----- TEXT SEGMENT -----

A question about OMP3.0

Discuss the OpenMP 3.0 API Specifications with the OpenMP Arch. Review Board. (Read Only)

A question about OMP3.0

Postby huizhanyi » Wed Jun 11, 2008 8:58 pm

hi, in the new spec 3.0, there are two examples about flush directives, i.e. A.2.2 and A.2.3 , and the spec think it is not right.
I think that the two examples are right OMP program, and find many persons ask why it is wrong? But no one can tell me?
So can anyone give some further exaplaination about the wrong cases?
huizhanyi
 
Posts: 4
Joined: Wed Jun 11, 2008 8:51 pm

Re: A question about OMP3.0

Postby GregBronevetsky » Fri Jun 20, 2008 12:01 pm

The thing to pay attention to when thinking about these examples is the following text from Section 1.4.2:
The flush operation provides a guarantee of consistency between a thread’s temporary
view and memory. Therefore, the flush operation can be used to guarantee that a value
written to a variable by one thread may be read by a second thread. To accomplish this,
the programmer must ensure that the second thread has not written to the variable since
its last flush of the variable, and that the following sequence of events happens in the
specified order:
1. The value is written to the variable by the first thread.

----- RECORD LIST -----

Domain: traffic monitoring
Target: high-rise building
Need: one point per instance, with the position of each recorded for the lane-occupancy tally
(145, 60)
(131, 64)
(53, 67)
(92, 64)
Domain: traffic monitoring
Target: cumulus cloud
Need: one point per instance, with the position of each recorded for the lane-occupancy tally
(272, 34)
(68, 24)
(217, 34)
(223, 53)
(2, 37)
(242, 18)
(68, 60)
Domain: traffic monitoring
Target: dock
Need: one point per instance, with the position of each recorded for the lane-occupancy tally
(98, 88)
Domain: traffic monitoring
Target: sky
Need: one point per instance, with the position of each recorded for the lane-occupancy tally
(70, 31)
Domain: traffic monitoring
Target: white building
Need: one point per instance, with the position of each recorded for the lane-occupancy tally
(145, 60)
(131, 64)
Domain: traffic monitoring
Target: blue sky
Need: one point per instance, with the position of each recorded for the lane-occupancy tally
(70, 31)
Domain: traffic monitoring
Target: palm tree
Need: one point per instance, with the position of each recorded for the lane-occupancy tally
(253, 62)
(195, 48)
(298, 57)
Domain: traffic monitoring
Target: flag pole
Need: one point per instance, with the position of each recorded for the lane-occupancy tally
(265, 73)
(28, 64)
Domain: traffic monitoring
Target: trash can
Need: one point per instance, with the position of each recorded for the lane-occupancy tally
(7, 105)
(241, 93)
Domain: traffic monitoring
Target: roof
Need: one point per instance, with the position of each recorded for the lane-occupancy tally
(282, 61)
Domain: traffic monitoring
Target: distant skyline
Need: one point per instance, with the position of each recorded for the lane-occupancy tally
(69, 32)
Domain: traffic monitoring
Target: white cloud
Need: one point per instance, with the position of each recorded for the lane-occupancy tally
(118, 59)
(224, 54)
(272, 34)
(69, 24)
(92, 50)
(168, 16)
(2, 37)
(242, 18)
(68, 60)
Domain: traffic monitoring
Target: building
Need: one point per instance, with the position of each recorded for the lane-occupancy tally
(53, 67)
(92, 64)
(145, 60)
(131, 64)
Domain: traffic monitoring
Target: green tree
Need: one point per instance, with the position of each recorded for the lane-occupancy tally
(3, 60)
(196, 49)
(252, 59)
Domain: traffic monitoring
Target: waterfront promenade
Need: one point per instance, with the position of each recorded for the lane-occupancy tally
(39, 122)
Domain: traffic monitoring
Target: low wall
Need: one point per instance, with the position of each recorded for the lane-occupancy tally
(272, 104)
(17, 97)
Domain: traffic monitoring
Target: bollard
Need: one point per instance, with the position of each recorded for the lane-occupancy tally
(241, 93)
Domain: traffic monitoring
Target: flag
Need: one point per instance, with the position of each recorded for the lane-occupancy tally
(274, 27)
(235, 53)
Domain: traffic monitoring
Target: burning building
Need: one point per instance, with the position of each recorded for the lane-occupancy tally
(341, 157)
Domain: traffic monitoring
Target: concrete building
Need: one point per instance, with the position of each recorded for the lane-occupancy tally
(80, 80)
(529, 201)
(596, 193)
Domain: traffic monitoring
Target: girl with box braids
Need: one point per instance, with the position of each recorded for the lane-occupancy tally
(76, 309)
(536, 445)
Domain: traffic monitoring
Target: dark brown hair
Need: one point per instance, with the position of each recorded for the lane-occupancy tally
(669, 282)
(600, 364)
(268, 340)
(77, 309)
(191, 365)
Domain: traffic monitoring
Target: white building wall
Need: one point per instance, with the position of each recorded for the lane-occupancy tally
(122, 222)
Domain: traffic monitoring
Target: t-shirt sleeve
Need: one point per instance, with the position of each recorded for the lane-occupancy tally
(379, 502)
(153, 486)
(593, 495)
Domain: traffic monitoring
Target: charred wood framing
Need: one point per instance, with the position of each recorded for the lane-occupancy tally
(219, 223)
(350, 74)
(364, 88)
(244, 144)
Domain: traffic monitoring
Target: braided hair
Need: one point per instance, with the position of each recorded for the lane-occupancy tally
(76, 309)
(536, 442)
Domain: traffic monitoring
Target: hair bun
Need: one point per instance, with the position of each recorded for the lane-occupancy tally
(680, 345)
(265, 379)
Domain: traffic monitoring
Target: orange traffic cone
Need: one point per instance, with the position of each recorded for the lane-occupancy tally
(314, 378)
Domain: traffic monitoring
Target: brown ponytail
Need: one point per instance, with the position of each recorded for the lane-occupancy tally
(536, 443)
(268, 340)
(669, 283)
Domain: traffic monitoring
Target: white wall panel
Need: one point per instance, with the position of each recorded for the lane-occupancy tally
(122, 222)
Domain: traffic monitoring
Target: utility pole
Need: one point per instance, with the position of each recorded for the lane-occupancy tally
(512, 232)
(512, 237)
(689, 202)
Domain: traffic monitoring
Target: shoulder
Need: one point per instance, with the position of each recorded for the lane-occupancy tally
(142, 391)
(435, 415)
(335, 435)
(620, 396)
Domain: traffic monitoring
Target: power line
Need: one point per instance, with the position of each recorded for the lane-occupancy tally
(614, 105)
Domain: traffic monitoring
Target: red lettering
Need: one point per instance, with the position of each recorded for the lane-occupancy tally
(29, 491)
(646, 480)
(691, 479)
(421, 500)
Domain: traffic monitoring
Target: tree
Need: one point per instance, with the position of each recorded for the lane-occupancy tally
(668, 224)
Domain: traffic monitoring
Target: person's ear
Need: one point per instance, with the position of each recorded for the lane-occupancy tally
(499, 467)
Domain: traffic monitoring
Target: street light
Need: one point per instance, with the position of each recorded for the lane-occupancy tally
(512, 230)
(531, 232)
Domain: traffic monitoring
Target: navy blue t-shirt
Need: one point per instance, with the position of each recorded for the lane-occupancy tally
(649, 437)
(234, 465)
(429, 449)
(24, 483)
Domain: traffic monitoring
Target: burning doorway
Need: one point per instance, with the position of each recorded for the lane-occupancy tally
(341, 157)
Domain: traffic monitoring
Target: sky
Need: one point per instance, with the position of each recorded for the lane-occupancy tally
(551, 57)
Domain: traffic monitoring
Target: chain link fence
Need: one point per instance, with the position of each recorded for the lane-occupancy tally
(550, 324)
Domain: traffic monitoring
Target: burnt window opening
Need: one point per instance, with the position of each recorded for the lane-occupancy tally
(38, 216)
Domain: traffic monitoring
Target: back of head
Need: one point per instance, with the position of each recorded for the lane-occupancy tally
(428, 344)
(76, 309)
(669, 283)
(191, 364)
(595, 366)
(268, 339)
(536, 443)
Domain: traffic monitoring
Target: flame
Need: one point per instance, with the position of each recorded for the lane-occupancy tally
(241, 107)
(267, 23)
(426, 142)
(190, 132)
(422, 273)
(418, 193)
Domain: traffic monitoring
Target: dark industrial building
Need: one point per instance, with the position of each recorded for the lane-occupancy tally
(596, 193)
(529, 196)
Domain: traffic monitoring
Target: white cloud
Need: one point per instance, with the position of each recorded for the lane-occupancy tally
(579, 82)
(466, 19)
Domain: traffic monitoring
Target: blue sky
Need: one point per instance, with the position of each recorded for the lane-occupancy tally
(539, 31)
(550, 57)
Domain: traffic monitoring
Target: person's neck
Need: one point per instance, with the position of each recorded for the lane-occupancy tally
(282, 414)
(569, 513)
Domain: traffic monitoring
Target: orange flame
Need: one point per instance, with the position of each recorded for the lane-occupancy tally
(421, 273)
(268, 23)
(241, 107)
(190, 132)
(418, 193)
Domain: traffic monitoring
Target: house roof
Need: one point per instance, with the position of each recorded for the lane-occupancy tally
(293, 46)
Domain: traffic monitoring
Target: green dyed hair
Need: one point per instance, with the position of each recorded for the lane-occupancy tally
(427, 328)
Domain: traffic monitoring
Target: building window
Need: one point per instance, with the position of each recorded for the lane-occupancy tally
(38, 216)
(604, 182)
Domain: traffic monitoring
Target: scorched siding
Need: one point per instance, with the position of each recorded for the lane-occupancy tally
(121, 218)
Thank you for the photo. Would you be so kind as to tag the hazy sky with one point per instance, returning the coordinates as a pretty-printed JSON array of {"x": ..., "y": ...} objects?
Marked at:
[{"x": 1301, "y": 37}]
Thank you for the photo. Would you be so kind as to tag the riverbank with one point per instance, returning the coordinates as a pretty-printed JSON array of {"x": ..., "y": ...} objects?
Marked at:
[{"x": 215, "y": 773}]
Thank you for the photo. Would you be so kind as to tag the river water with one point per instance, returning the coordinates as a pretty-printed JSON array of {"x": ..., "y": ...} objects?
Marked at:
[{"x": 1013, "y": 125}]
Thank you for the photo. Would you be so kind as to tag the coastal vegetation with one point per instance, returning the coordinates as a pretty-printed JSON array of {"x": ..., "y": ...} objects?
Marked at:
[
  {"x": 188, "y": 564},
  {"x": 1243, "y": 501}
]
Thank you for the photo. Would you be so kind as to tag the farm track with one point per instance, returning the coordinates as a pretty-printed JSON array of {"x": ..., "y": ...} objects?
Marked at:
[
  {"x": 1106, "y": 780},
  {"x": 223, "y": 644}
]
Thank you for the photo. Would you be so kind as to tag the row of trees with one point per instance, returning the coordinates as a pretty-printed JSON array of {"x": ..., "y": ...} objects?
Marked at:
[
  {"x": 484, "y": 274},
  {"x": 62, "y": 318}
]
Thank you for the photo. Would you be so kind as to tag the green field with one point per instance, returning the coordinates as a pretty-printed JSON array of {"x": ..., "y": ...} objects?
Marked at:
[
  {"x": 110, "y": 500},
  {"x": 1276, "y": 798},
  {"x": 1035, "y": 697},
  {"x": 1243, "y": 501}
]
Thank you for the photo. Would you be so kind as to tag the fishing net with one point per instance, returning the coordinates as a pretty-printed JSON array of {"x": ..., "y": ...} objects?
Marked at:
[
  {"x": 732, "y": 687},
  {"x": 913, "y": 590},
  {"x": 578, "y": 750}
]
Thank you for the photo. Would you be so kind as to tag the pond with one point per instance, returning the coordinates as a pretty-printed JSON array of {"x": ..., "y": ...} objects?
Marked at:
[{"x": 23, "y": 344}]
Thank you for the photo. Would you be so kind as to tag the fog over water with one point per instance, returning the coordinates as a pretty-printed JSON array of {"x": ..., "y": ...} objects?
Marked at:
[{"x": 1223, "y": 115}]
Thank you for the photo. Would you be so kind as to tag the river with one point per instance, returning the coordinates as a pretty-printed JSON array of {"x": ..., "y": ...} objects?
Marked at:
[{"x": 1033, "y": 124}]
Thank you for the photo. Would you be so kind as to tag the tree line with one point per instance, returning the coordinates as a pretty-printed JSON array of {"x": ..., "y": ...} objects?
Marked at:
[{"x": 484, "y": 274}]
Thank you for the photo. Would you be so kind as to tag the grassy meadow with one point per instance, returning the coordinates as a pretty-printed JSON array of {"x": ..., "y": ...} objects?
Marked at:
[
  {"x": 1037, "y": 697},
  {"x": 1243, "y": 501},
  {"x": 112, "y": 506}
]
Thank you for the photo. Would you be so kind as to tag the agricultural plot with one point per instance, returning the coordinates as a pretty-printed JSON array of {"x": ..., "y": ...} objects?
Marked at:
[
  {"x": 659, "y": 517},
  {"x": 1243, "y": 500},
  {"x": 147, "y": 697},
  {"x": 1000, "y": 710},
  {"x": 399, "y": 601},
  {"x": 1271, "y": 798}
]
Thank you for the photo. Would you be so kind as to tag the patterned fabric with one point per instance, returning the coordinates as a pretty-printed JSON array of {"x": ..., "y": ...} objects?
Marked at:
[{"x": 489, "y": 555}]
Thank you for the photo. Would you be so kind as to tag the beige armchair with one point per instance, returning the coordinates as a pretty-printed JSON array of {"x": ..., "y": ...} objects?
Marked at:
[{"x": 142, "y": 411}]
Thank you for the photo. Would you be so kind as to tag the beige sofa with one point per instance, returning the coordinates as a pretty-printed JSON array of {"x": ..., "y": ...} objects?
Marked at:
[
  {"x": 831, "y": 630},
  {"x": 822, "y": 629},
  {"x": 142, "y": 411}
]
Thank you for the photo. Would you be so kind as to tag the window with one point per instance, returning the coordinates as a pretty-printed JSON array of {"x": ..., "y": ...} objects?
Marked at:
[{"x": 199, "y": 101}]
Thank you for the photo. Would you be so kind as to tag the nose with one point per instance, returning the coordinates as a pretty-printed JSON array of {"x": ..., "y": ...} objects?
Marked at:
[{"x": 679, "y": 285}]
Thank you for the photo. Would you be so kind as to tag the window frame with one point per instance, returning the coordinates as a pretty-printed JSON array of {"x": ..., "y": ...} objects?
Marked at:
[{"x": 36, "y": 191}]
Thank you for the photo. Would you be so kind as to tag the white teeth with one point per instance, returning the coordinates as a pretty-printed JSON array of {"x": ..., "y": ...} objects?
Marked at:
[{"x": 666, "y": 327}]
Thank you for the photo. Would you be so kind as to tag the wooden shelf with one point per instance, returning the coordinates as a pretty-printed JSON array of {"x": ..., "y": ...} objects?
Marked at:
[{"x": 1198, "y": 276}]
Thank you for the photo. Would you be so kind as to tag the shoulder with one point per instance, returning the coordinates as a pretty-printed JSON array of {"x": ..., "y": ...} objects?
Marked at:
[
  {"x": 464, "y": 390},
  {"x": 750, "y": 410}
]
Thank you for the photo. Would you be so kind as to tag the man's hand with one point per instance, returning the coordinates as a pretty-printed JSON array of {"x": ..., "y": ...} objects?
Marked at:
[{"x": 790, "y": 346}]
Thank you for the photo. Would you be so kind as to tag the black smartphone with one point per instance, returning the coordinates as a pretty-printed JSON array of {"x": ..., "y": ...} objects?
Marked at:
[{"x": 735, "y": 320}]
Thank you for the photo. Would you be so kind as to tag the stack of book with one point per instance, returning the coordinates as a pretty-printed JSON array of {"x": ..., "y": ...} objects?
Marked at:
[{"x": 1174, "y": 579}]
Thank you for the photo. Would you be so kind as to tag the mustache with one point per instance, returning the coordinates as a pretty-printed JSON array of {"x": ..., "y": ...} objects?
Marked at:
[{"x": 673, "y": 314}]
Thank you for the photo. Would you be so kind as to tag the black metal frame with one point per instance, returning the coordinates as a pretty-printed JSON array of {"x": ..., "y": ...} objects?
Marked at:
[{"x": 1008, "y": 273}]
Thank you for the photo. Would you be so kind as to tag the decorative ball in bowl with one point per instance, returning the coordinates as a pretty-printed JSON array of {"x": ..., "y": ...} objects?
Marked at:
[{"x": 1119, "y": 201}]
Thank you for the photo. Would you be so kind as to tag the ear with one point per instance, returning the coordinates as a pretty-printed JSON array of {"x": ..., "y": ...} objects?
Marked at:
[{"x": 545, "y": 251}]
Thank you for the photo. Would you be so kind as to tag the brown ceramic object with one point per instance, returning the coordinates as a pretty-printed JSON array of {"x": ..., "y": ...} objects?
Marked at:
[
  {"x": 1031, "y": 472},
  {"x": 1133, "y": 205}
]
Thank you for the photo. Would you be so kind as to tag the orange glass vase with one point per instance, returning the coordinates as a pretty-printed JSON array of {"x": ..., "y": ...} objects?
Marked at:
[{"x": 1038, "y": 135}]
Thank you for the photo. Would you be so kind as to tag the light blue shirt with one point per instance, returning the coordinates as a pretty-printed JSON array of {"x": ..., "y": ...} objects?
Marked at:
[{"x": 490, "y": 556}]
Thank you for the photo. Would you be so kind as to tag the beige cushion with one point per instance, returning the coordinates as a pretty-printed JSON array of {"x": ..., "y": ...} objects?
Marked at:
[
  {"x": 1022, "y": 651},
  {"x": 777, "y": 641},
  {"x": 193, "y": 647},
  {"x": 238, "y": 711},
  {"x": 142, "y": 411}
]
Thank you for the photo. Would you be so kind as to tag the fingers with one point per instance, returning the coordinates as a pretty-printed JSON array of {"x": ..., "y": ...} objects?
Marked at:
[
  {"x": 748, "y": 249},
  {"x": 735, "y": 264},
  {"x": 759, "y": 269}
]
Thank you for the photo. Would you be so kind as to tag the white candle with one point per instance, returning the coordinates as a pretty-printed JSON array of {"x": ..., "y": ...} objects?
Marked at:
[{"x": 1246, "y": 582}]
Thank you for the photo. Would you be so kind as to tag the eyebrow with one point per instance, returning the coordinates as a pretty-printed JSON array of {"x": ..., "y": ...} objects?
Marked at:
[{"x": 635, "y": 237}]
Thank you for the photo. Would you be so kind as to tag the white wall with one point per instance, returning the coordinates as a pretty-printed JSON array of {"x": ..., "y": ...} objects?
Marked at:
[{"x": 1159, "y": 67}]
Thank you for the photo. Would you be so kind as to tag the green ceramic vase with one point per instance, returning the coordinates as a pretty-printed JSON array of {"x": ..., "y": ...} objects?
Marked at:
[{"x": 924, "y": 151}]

-----

WHAT YOU WILL DO: From the OpenMP 3.0 forum thread, write out word for word the passage starting with "Discuss the OpenMP" and going on through "the wrong cases?".

CORRECT RESPONSE:
Discuss the OpenMP 3.0 API Specifications with the OpenMP Arch. Review Board. (Read Only)

A question about OMP3.0

Postby huizhanyi » Wed Jun 11, 2008 8:58 pm

hi, in the new spec 3.0, there are two examples about flush directives, i.e. A.2.2 and A.2.3 , and the spec think it is not right.
I think that the two examples are right OMP program, and find many persons ask why it is wrong? But no one can tell me?
So can anyone give some further exaplaination about the wrong cases?